#### TRECHO DA PÁGINA ####

A natureza em modo de destruição não doa consolação, pelo contrário. Ela aumenta nossa necessidade de consolação e suscita a sensação de estar com o coração partido. Para que a natureza nos console, não pode faltar uma impressão de integridade, um vislumbrar de “algo-que-é-providenciado”. É sobretudo a ordem contida nas estações a qual nos comove. O fato de que a natureza é um recipiente de um “sistema-cósmico” repetitivo, nos fascina...e acalma. Não é à toa que durante séculos as estações eram a mais importante metáfora a qual as pessoas retomaram para interpretar seu próprio ciclo de vida.

#### INFORMAÇÕES EXTRAÍDAS ####

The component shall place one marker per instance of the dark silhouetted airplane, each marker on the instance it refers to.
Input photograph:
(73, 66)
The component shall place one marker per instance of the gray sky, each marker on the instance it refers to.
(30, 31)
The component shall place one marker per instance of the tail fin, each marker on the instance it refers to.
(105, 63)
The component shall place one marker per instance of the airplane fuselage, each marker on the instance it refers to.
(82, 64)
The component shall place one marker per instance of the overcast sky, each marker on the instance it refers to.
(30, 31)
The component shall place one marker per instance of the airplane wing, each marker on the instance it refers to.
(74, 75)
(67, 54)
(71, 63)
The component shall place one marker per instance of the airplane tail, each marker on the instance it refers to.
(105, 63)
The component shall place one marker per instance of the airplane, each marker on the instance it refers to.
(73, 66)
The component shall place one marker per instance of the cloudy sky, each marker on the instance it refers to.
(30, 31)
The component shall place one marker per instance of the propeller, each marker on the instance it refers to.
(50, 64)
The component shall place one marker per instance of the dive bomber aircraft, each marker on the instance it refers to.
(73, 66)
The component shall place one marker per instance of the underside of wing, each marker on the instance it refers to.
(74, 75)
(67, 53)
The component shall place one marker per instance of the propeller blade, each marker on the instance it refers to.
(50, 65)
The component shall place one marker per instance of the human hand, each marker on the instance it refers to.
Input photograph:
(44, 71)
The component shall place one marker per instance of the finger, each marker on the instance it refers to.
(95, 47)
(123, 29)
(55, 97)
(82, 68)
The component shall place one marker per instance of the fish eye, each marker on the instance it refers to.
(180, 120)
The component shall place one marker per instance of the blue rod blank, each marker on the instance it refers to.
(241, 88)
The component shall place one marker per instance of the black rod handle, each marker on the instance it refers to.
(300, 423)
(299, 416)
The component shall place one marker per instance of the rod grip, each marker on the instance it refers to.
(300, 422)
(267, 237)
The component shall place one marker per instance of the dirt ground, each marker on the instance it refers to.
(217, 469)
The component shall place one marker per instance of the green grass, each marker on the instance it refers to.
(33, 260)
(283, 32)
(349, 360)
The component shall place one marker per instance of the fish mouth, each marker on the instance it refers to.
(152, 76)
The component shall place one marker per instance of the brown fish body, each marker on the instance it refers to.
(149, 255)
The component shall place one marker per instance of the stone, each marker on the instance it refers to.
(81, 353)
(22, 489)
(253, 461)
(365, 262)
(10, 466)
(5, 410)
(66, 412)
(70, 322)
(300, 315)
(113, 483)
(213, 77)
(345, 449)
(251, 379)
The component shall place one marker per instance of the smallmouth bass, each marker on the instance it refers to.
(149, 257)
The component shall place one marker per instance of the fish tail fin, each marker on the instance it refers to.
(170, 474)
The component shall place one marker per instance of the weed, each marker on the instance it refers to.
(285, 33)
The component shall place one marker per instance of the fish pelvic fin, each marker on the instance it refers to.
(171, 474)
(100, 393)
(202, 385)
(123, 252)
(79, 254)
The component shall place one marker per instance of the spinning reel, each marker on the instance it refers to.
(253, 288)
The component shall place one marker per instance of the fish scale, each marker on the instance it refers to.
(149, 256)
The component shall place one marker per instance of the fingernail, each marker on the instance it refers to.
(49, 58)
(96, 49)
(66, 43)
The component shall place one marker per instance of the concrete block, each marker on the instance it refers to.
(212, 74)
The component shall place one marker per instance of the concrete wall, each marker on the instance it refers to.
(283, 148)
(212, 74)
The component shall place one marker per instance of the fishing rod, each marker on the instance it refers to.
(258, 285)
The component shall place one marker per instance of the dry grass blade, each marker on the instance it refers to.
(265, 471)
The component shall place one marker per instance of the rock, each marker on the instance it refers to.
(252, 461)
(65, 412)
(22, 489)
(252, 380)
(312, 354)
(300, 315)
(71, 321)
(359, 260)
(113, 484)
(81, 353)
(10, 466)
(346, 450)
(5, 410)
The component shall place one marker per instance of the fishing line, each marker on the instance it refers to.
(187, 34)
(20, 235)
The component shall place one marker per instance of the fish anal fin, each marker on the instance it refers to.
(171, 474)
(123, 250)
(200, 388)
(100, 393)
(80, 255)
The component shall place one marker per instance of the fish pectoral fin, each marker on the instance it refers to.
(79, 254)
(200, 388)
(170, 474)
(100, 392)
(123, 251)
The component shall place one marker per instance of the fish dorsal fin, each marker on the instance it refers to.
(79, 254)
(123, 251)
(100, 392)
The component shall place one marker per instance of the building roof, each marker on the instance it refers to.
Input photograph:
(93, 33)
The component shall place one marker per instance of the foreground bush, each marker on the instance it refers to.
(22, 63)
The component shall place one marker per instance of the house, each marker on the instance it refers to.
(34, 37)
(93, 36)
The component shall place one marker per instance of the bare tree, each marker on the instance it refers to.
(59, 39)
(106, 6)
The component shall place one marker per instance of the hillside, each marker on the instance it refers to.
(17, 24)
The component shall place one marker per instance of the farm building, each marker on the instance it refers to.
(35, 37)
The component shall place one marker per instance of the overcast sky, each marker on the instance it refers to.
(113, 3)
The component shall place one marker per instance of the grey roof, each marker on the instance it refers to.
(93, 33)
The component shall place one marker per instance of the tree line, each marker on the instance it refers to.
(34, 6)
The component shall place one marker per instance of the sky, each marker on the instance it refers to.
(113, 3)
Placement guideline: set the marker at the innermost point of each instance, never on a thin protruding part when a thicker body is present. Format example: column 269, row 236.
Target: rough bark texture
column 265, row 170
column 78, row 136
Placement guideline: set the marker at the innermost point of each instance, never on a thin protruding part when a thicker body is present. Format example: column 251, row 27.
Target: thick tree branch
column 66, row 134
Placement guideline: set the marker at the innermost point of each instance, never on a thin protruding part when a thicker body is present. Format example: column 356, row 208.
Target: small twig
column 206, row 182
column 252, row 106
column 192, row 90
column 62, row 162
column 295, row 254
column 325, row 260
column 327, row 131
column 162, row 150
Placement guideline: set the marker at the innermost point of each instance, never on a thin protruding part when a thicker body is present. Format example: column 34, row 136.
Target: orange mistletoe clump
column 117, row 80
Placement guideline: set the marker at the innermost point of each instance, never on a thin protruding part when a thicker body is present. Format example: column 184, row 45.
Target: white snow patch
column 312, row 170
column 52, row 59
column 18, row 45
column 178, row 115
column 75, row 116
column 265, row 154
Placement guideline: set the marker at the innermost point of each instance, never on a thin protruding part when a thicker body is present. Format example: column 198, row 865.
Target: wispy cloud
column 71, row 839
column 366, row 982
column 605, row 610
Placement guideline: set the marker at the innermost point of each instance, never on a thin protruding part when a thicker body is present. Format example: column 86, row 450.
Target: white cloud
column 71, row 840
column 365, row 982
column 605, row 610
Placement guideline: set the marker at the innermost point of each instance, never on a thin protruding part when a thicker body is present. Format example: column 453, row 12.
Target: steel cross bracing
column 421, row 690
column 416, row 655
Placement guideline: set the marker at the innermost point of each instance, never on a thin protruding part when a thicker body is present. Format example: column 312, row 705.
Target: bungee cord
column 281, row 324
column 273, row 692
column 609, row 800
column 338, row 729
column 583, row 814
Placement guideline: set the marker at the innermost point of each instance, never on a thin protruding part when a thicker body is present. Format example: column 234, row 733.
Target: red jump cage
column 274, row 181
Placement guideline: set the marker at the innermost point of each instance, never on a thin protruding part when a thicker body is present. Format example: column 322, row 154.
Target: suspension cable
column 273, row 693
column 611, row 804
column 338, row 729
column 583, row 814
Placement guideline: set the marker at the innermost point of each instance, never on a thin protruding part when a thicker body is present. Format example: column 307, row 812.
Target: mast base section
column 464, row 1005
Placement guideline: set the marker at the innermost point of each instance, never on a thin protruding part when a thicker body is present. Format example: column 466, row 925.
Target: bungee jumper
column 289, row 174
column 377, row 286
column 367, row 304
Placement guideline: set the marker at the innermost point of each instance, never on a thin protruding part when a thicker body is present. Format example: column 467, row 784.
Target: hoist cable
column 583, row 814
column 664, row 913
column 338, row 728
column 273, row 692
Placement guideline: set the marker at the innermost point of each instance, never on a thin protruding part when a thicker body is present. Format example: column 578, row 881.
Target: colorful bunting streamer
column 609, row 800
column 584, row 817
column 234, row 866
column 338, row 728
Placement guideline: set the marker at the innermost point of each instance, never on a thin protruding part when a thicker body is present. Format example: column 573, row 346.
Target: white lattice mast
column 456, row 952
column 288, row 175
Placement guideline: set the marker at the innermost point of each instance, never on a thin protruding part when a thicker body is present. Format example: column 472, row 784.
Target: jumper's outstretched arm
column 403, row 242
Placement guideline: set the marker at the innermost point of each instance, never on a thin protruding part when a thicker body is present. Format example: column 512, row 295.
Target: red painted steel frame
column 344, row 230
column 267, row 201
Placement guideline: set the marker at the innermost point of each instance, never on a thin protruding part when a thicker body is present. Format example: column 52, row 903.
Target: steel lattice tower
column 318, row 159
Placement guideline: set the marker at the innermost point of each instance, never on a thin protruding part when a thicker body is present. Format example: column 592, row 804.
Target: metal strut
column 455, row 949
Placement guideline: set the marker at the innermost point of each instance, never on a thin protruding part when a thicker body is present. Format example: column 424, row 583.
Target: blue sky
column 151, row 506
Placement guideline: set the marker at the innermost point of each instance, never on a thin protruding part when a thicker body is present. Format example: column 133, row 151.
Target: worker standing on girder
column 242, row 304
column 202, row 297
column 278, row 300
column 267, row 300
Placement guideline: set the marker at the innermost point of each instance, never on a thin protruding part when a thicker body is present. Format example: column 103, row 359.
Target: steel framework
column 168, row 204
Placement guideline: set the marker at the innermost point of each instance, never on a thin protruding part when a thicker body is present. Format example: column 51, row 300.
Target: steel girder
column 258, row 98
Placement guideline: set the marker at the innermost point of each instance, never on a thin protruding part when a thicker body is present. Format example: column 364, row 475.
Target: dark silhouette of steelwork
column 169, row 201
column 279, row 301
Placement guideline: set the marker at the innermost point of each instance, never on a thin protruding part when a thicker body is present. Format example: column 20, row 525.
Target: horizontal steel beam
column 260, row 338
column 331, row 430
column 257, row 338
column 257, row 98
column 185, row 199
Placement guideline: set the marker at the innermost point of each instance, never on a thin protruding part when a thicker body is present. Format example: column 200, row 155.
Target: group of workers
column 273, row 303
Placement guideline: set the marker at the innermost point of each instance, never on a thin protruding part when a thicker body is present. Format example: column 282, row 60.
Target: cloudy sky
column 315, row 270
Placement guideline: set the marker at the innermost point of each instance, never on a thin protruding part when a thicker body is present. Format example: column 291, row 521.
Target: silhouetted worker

####

Reproduza sem nenhuma alteração a parte do texto sobre a natureza e a consolação que começa com as palavras "A natureza em" e termina com "ciclo de vida.".

SOLUÇÃO ESCRITA:
A natureza em modo de destruição não doa consolação, pelo contrário. Ela aumenta nossa necessidade de consolação e suscita a sensação de estar com o coração partido. Para que a natureza nos console, não pode faltar uma impressão de integridade, um vislumbrar de “algo-que-é-providenciado”. É sobretudo a ordem contida nas estações a qual nos comove. O fato de que a natureza é um recipiente de um “sistema-cósmico” repetitivo, nos fascina...e acalma. Não é à toa que durante séculos as estações eram a mais importante metáfora a qual as pessoas retomaram para interpretar seu próprio ciclo de vida.